Start of Text passage

Over the past century, medical science has shown great success in creating drugs and other treatments that address human ailments and extend lifetimes. It excels in rescuing people from acute disease and fighting pathogens (like developing multiple vaccines against a new and evolving virus within less than a year). The important challenge before us now—less apparently heroic, but potentially much more powerful—is to reduce vulnerability to chronic diseases, a problem escalating all over the world, even in developing countries.

The DFI was created around a central question: what if we could tune the factors involved in human health to achieve and maintain vigor throughout our lives? If science could help humans become their most robust selves, societies around the world stand to gain in happiness and productivity, rather than just increased longevity.

To achieve this goal depends on a new kind of interdisciplinary science, one that can make sense of the endlessly complex interactions among human gene products, microbial genes and metabolites, the foods we eat, and the chemicals in our environment. To do this most rationally and efficiently, Arjun Raman, MD, PhD, wants to focus on discovering the most basic principles that underlie the structure, function, and adaptability of these relationships.

We have, he believes, a surfeit of data already captured in electronic health records, complex genetics studies, and many more sources. Now we must leverage these data, using computation, theory, and experiment, to unearth the biological “wiring diagram” that will allow us to rationally engineer solutions for human health.

In a recent paper in Science, Raman and colleagues proposed to attack this issue at the level of one critical “food web,” one both simple and complex: the “triad” of mother, newborn, and breastmilk.

We know that breastfeeding supports infant health and development and influences later cognitive ability or risk for conditions like obesity or diabetes. Studies have also suggested that nursing seems to provide lifelong health benefits to the mother, including decreased risk of sex-related cancers and cardiometabolic disorders.

While vast caches of data at the population level demonstrate these correlations, we still don’t really understand exactly how these work. By figuring out the mechanisms involved, we can identify the most critical elements, so moms—and whole societies—can set their children on a path for vigorous good health. This is especially important in cases where babies are born prematurely or in resource-limited environments, when mothers’ bodies are unready or unable to provide the nutrition babies need.

In their paper, Raman and company argue that breastfeeding is a co-adaptive system and breastmilk a “live tissue” with not only macro- and micro-nutrients, but also essential bioactive compounds (like the chemicals that give structure to the fat droplets critical for brain development), micro RNAs, even cells and microbes. In fact, the nutrients in breastmilk may initially be more important in feeding the essential microbes in babies’ guts as they are for the children themselves.

What are the factors most important for the child’s microbial community to thrive and spur robust development? In babies born too early or at an environmental disadvantage, what are the best ways to repair the gut community? How does breast milk change over the nursing arc? How do the interactions between the genomes—mother, child, microbes—and the environment work together—or not—to maximize healthy growth?

Finding the answers to these questions can help us figure out how to save the lives of babies at risk. But Raman is looking for much more. By figuring out the basic principles that guide these factors and how they relate to each other in the earliest days of life, perhaps science can develop theoretical constructs that can accelerate breakthroughs, much like the theory of gravity or the periodic table or Darwinian evolution have provided powerful “shortcuts” to discovery in physics or chemistry or biology.

End of Text passage
Start of Source information

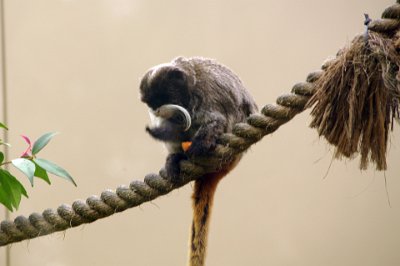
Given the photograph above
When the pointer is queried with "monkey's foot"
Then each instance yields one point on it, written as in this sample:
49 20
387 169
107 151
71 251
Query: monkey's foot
186 145
172 166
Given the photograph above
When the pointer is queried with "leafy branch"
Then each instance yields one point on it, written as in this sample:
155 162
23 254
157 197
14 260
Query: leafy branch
11 190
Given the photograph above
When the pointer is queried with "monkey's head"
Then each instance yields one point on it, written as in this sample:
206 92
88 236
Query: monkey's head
165 89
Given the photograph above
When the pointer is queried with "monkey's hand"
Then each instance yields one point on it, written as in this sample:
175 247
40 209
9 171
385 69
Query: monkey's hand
205 139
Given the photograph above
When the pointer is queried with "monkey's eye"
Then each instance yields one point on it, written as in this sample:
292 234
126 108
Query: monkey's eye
178 118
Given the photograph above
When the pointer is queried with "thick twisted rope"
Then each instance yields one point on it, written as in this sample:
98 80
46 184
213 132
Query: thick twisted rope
272 116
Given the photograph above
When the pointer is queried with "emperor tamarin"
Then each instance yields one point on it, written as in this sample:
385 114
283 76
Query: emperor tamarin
195 100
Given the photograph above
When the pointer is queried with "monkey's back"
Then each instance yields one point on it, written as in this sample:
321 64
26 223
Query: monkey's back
216 88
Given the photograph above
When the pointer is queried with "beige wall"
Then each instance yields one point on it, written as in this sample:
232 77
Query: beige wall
74 67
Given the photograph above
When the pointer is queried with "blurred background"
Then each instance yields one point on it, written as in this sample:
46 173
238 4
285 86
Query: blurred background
74 67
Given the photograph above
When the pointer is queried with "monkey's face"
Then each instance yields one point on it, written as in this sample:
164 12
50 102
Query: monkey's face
165 90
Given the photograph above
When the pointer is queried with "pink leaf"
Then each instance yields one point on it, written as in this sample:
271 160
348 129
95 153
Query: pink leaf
26 153
27 140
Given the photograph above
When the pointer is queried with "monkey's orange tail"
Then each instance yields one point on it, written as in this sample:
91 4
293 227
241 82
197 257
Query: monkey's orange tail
203 195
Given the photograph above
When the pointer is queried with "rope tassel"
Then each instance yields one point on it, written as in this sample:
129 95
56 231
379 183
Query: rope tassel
357 98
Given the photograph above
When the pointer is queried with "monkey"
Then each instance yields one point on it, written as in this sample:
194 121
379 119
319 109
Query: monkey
195 100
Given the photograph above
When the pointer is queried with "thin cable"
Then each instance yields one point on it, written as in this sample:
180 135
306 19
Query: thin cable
4 105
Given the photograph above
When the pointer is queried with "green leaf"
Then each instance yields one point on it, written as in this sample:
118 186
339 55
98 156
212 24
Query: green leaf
10 190
54 169
41 142
3 126
26 167
42 174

End of Source information

** Task to carry out **
Transcribe word for word the part of the breastfeeding research passage above that opens with "Finding the answers" and closes with "chemistry or biology.".

** Result of this exercise **
Finding the answers to these questions can help us figure out how to save the lives of babies at risk. But Raman is looking for much more. By figuring out the basic principles that guide these factors and how they relate to each other in the earliest days of life, perhaps science can develop theoretical constructs that can accelerate breakthroughs, much like the theory of gravity or the periodic table or Darwinian evolution have provided powerful “shortcuts” to discovery in physics or chemistry or biology.